[Rows from a pointing dataset]:
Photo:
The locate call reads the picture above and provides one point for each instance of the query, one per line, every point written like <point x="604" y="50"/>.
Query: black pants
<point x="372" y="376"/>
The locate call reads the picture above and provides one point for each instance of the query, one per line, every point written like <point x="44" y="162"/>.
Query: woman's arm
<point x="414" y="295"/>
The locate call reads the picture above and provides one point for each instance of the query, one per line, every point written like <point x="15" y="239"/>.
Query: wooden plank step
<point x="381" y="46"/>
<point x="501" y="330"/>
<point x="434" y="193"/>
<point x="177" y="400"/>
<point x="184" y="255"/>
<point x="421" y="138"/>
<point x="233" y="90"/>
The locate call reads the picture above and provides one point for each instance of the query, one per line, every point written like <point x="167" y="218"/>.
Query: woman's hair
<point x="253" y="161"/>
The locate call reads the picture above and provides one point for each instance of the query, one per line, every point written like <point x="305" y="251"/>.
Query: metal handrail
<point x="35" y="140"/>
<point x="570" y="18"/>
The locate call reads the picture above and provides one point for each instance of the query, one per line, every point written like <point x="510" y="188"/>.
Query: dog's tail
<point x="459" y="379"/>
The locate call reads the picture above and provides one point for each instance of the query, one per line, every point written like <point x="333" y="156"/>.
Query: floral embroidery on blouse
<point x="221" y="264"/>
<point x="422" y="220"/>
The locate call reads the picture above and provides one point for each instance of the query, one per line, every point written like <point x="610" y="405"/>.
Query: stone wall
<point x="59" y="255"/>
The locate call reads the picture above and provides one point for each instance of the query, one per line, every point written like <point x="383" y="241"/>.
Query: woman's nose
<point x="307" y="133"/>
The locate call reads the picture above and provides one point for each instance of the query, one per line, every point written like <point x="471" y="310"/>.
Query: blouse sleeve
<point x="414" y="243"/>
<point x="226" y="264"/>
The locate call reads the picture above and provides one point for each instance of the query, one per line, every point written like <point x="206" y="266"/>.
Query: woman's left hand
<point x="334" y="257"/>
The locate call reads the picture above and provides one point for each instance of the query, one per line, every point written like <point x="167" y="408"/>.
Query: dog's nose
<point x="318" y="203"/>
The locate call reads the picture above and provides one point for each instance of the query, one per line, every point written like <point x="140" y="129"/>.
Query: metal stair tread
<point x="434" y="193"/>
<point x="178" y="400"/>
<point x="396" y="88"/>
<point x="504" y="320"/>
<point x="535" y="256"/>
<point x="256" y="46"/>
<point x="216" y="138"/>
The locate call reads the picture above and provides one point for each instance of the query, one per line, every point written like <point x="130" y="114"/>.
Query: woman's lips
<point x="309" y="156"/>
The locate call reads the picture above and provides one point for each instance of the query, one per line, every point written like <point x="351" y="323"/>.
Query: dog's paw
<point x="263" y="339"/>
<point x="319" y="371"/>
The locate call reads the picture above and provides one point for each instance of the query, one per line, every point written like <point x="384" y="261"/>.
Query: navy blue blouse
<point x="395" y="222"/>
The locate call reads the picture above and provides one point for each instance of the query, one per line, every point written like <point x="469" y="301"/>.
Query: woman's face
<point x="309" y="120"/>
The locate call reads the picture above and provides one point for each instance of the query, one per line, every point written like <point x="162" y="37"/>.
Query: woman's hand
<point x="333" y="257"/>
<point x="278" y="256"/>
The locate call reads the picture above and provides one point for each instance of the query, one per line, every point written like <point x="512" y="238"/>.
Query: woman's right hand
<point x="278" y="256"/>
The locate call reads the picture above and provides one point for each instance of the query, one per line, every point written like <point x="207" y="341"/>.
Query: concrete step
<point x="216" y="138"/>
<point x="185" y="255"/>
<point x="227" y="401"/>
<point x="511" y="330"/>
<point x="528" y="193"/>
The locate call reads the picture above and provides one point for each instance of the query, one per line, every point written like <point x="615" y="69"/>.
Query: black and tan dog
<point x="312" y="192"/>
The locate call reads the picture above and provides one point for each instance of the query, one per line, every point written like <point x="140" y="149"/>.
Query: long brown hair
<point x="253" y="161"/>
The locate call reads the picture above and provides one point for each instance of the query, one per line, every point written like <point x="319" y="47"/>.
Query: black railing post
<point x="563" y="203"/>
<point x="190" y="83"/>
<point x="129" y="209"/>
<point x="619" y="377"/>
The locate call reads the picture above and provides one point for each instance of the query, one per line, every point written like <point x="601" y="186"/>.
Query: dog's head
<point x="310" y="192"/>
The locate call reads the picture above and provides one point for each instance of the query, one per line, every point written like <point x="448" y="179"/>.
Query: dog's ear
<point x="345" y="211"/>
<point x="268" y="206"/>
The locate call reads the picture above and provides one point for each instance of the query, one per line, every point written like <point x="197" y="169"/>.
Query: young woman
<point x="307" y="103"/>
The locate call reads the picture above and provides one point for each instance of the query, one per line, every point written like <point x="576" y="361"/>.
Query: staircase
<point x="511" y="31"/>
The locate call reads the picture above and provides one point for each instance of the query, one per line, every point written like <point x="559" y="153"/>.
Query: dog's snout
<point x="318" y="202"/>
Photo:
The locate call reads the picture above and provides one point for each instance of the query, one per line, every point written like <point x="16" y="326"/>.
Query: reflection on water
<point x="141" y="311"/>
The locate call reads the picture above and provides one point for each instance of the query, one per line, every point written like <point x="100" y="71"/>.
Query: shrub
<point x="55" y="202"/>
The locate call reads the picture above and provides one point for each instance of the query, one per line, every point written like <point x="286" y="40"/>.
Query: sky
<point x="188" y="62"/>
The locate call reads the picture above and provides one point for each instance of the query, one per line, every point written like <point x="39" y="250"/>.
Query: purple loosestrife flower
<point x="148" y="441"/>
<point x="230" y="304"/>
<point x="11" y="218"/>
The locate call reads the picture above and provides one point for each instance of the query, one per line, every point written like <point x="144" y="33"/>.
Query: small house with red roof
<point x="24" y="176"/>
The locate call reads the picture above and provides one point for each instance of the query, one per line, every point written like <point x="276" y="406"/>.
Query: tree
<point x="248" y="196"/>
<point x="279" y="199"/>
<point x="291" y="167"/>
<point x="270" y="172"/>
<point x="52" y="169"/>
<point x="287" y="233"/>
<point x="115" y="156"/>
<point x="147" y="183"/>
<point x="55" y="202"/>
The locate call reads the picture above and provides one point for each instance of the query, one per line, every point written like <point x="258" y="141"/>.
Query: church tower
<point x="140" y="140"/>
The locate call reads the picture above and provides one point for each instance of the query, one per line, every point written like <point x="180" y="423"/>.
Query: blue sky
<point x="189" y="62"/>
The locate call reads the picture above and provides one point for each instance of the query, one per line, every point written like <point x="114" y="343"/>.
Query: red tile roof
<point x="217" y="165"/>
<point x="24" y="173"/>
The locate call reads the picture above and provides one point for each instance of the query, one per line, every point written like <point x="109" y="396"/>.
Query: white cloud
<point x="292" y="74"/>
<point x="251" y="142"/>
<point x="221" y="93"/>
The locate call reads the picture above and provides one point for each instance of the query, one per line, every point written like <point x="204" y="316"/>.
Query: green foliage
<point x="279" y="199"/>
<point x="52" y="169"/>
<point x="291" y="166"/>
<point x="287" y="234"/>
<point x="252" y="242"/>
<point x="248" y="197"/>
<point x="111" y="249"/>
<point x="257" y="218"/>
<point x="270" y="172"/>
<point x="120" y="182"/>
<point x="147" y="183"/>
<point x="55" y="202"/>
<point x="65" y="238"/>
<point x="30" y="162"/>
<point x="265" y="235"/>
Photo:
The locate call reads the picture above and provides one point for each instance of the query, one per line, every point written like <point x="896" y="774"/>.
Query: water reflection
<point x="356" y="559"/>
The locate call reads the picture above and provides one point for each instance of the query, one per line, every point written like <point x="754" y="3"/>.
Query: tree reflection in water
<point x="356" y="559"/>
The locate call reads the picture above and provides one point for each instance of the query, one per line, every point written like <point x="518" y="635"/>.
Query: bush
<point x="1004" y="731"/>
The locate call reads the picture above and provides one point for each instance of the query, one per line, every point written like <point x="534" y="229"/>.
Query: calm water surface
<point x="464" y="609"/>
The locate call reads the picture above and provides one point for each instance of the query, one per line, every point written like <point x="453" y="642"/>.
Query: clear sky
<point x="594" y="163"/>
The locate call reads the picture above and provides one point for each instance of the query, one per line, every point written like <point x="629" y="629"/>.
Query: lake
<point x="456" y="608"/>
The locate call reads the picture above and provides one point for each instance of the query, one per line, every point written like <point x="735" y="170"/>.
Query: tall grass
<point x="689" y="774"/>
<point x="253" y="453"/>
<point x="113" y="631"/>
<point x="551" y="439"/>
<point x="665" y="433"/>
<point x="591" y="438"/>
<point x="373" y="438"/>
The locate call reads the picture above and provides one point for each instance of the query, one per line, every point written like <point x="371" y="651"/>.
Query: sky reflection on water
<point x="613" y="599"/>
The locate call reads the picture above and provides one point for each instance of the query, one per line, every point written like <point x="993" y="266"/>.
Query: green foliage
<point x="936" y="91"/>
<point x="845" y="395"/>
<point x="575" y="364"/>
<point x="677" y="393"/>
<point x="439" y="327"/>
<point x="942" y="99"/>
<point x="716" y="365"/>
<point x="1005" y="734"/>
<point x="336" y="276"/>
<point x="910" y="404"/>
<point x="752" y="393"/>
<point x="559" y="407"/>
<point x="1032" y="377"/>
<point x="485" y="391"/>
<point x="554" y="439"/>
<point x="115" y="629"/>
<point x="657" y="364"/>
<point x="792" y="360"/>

[Exercise details]: Identify each row above that contains the string "blue", and copy every such row in full.

[Full solution]:
Query: navy blue blouse
Query: blue sky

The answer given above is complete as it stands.